Work to be completed
Tally the lines in the listing below that contain the string "instance", and give only that number.

Stored listing
+--
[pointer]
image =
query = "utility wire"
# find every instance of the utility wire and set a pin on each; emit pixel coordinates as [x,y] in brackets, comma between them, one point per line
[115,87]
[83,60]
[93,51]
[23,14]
+--
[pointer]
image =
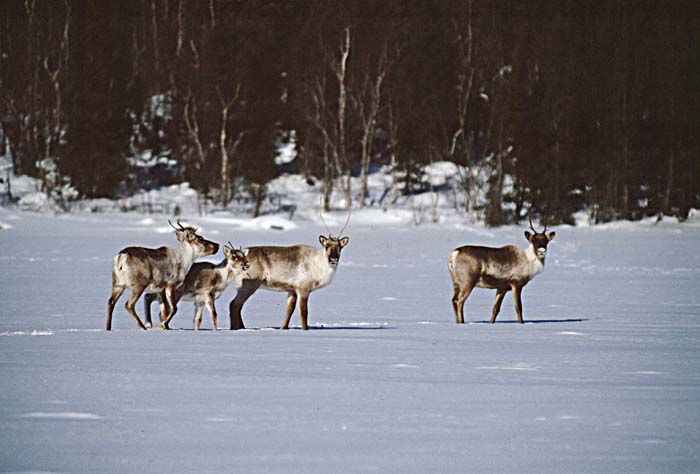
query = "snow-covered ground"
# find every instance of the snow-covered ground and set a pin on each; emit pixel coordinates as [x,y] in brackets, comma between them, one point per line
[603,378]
+--
Solution to this problem
2